## Exercise brief:
Write out all entries word for word.

(Dataset entries)
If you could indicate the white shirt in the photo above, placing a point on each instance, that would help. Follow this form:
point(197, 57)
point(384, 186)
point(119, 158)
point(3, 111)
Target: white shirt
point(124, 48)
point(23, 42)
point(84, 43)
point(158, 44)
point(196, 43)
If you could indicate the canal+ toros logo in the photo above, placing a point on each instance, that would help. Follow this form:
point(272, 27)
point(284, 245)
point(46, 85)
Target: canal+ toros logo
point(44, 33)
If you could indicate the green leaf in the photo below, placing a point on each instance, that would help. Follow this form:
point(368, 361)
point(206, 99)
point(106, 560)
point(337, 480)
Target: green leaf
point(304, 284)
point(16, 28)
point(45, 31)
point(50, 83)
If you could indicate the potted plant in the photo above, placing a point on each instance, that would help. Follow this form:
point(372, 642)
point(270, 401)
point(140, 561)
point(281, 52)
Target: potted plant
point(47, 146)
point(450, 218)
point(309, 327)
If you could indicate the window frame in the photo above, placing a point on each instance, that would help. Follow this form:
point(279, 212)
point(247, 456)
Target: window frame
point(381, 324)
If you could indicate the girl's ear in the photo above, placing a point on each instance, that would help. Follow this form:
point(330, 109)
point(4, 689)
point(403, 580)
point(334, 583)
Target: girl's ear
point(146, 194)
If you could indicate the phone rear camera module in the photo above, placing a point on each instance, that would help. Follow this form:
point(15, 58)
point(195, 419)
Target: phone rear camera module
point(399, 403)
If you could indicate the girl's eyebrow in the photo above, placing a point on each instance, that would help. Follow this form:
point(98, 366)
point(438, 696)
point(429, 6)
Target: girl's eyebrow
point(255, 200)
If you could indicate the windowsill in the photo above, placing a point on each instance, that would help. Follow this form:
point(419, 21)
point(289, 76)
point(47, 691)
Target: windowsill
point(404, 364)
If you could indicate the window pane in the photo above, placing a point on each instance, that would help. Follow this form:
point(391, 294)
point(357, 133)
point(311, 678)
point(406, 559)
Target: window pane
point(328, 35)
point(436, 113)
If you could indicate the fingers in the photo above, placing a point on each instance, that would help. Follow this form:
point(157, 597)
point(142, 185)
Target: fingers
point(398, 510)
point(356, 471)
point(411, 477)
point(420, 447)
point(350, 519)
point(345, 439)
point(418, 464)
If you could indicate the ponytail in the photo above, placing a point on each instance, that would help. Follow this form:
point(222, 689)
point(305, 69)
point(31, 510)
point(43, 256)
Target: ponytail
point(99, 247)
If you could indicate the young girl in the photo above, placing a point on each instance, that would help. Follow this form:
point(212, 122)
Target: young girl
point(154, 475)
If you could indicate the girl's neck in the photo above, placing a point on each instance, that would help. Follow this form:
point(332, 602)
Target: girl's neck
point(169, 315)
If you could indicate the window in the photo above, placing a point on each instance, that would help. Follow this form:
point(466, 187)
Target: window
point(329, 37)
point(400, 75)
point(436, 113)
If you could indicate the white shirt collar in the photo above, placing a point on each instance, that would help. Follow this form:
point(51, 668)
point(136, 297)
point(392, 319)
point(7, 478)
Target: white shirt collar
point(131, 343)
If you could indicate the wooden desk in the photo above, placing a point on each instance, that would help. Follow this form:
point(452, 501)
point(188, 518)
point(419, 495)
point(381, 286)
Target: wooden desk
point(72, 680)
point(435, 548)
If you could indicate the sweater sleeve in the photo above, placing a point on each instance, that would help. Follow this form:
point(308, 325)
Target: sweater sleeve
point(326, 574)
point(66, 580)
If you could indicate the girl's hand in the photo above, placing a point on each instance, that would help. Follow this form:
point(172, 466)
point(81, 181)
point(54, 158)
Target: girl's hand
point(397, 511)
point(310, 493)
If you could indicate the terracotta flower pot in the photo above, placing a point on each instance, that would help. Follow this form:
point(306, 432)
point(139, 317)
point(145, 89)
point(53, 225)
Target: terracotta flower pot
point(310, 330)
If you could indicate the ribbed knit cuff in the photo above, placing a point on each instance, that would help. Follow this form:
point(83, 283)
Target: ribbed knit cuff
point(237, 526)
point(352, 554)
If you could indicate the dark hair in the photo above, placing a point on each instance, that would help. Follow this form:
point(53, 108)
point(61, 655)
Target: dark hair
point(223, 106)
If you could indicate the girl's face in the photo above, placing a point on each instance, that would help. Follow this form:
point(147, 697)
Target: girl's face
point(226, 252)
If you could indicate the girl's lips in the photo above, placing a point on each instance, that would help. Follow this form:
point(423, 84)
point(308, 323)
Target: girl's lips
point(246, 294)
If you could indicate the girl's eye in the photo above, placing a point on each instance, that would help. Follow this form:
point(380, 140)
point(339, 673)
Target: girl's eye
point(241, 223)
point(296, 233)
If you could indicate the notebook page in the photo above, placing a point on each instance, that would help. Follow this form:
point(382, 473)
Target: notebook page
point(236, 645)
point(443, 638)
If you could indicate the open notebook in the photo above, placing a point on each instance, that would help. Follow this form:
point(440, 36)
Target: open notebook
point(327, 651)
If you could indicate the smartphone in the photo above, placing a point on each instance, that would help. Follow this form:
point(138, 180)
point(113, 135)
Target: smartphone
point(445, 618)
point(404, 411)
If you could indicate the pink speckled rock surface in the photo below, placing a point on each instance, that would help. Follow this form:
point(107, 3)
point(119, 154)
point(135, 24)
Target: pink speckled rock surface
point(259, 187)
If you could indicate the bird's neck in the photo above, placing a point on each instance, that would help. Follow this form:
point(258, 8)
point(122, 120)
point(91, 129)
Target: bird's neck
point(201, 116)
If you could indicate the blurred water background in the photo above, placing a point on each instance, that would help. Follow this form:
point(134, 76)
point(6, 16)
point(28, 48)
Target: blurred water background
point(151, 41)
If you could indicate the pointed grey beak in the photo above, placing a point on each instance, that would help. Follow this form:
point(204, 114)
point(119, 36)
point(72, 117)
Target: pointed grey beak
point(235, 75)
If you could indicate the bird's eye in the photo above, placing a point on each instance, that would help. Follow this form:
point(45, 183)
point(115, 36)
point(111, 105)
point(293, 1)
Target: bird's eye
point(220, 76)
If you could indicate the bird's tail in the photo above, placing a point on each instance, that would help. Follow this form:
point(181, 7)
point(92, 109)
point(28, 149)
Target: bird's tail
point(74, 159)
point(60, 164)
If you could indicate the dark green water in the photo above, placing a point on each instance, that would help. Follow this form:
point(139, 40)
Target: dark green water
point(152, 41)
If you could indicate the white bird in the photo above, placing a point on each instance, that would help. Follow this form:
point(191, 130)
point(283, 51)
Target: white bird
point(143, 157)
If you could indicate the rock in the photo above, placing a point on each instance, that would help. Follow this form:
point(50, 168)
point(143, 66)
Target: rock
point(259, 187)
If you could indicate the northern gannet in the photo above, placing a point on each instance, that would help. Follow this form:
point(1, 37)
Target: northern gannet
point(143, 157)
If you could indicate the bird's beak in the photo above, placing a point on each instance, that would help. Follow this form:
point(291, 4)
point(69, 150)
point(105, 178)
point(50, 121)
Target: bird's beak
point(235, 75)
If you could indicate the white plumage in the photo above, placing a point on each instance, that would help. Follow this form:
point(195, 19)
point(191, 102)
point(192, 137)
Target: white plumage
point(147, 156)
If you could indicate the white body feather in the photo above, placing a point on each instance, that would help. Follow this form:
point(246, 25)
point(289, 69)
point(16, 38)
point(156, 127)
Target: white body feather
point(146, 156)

## Final answer:
If you could indicate the white shirt in the photo above, placing a point on each instance, that would help. Follow this form:
point(197, 57)
point(384, 186)
point(119, 158)
point(3, 111)
Target: white shirt
point(124, 48)
point(23, 42)
point(84, 43)
point(158, 44)
point(196, 43)
If you could indicate the canal+ toros logo in the photo above, placing a point on each instance, that would help. Follow this form:
point(272, 27)
point(284, 245)
point(46, 85)
Target: canal+ toros logo
point(44, 33)
If you could indicate the green leaf in the photo below, placing a point on each instance, that would help. Follow this form:
point(368, 361)
point(206, 99)
point(106, 560)
point(337, 480)
Target: green leaf
point(304, 284)
point(16, 28)
point(45, 31)
point(50, 83)
If you could indicate the potted plant in the photo above, placing a point on each instance, that would help. Follow this form:
point(372, 642)
point(270, 401)
point(140, 561)
point(281, 52)
Target: potted plant
point(47, 146)
point(450, 218)
point(309, 327)
If you could indicate the window frame in the photo above, placing a point on each instance, that would help. Follow this form:
point(279, 212)
point(247, 456)
Target: window frame
point(381, 324)
If you could indicate the girl's ear in the photo above, placing a point on each instance, that would help. Follow this form:
point(330, 109)
point(4, 689)
point(403, 580)
point(334, 583)
Target: girl's ear
point(146, 194)
If you could indicate the phone rear camera module in the photo above, placing a point on each instance, that would help. Follow this form:
point(15, 58)
point(195, 419)
Target: phone rear camera module
point(399, 403)
If you could indicate the girl's eyebrow in the photo above, placing a point on each instance, that would help. Follow this form:
point(98, 366)
point(438, 696)
point(429, 6)
Target: girl's eyebrow
point(255, 200)
If you could indicate the windowsill in the photo above, placing a point on each instance, that would help. Follow this form:
point(419, 21)
point(289, 76)
point(47, 691)
Target: windowsill
point(404, 364)
If you could indicate the window pane in the photo above, placing a point on each instance, that would help. Follow this form:
point(391, 294)
point(357, 133)
point(311, 678)
point(406, 559)
Target: window pane
point(328, 35)
point(436, 113)
If you could indicate the fingers in the photo above, placing a point on each instance, that would help. Follow this form:
point(157, 597)
point(142, 185)
Target: fingers
point(398, 510)
point(356, 471)
point(411, 477)
point(420, 447)
point(350, 519)
point(345, 439)
point(418, 464)
If you could indicate the ponytail in the photo above, placing a point on each instance, that would help. Follow this form:
point(222, 689)
point(305, 69)
point(31, 510)
point(43, 256)
Target: ponytail
point(99, 247)
If you could indicate the young girl in the photo above, placing a point on each instance, that would help. Follow this form:
point(212, 122)
Target: young girl
point(154, 475)
If you could indicate the girl's neck in the photo above, placing a point on each instance, that would help. Follow this form:
point(332, 602)
Target: girl's neck
point(169, 315)
If you could indicate the window in the photo above, placing a point on each instance, that would help. Follow this form:
point(466, 187)
Target: window
point(329, 37)
point(400, 75)
point(436, 113)
If you could indicate the white shirt collar in the photo above, placing a point on each instance, that would help. Follow this form:
point(51, 668)
point(136, 297)
point(392, 319)
point(7, 478)
Target: white shirt collar
point(131, 343)
If you could indicate the wooden desk in the photo above, placing a point on each instance, that would help. Follow this form:
point(452, 501)
point(188, 518)
point(419, 495)
point(381, 286)
Target: wooden desk
point(72, 680)
point(435, 548)
If you could indicate the sweater sleeve in the photo above, placing a point on each instance, that would help. Follow this form:
point(308, 325)
Target: sweater sleeve
point(326, 574)
point(66, 580)
If you could indicate the girl's hand in the photo above, placing a point on each instance, that would help. Follow this form:
point(172, 466)
point(81, 181)
point(54, 158)
Target: girl's hand
point(397, 511)
point(310, 493)
If you could indicate the terracotta flower pot in the photo above, placing a point on each instance, that would help. Follow this form:
point(306, 432)
point(139, 317)
point(145, 89)
point(53, 225)
Target: terracotta flower pot
point(310, 330)
If you could indicate the ribbed knit cuff in the photo above, placing a point on each instance, that would help. Follow this form:
point(83, 283)
Target: ribbed knit cuff
point(237, 526)
point(352, 554)
If you could indicate the dark hair in the photo above, placing a point on each instance, that would help. Follow this form:
point(53, 108)
point(61, 655)
Target: dark hair
point(223, 106)
If you could indicate the girl's face in the photo above, placing a point on each instance, that would help. Follow this form:
point(147, 697)
Target: girl's face
point(226, 252)
If you could indicate the girl's lips in the photo above, placing a point on each instance, that would help. Follow this form:
point(423, 84)
point(308, 323)
Target: girl's lips
point(246, 294)
If you could indicate the girl's eye in the photo above, placing a point on each instance, that would help. Follow this form:
point(380, 140)
point(339, 673)
Target: girl's eye
point(241, 223)
point(296, 233)
If you could indicate the notebook page in the photo above, placing a point on each instance, that would help. Follow this form:
point(382, 473)
Target: notebook page
point(236, 645)
point(443, 638)
If you could indicate the open notebook in the photo above, placing a point on each instance, that would help. Follow this form:
point(440, 36)
Target: open notebook
point(327, 651)
If you could indicate the smartphone in the photo above, placing a point on each instance, that would help. Follow this form:
point(138, 180)
point(113, 135)
Target: smartphone
point(445, 618)
point(404, 411)
If you could indicate the pink speckled rock surface in the photo below, placing a point on each instance, that would help. Follow this form:
point(107, 3)
point(119, 154)
point(135, 24)
Target: pink speckled rock surface
point(259, 187)
If you could indicate the bird's neck in the photo above, placing a point on each instance, that would help. Follow this form:
point(258, 8)
point(122, 120)
point(91, 129)
Target: bird's neck
point(201, 116)
If you could indicate the blurred water background in the photo above, placing a point on each instance, that would help. Follow this form:
point(134, 76)
point(6, 16)
point(28, 48)
Target: blurred water background
point(151, 41)
If you could indicate the pointed grey beak in the photo above, placing a point on each instance, that would help. Follow this form:
point(204, 114)
point(119, 36)
point(72, 117)
Target: pointed grey beak
point(235, 75)
If you could indicate the bird's eye in the photo above, placing a point on each instance, that would help. Follow this form:
point(45, 183)
point(115, 36)
point(111, 105)
point(293, 1)
Target: bird's eye
point(220, 76)
If you could indicate the bird's tail in the photo above, placing a point on each instance, that would help. Follow this form:
point(181, 7)
point(92, 109)
point(28, 149)
Target: bird's tail
point(74, 159)
point(60, 164)
If you could indicate the dark green water in the photo above, placing a point on each instance, that would help. Follow this form:
point(139, 40)
Target: dark green water
point(152, 41)
If you could indicate the white bird in the photo above, placing a point on each instance, that would help. Follow this form:
point(191, 130)
point(283, 51)
Target: white bird
point(143, 157)
If you could indicate the rock in the photo above, placing a point on each instance, that would help. Follow this form:
point(50, 168)
point(143, 66)
Target: rock
point(259, 187)
If you could indicate the northern gannet in the photo above, placing a point on each instance, that would help. Follow this form:
point(1, 37)
Target: northern gannet
point(143, 157)
If you could indicate the bird's beak in the photo above, placing a point on each instance, that would help. Follow this form:
point(291, 4)
point(69, 150)
point(105, 178)
point(50, 121)
Target: bird's beak
point(235, 75)
If you could indicate the white plumage in the photo above, placing a point on each instance, that would help. Follow this form:
point(195, 19)
point(191, 102)
point(192, 137)
Target: white plumage
point(147, 156)
If you could indicate the white body feather in the photo above, placing a point on each instance, that would help. Follow this form:
point(246, 25)
point(289, 69)
point(16, 38)
point(156, 127)
Target: white body feather
point(146, 156)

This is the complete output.